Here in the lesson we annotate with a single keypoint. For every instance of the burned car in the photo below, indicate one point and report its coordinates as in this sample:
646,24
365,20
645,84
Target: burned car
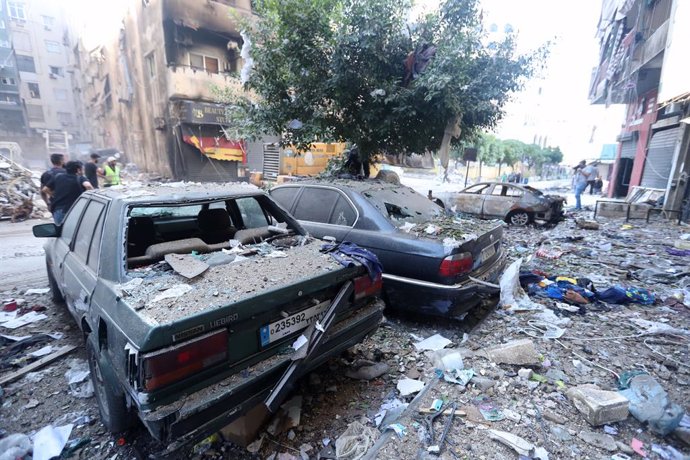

# # #

* [Exercise details]
Would you transcribe the whole listing above exactly? The pictures should not be included.

* [Completed exercise]
Here in the lesson we annotate with a single keypoint. For every instance of the burned car in the photo below, indicate one point and report its coordinates as in this sample:
646,24
365,20
645,84
Target: burned car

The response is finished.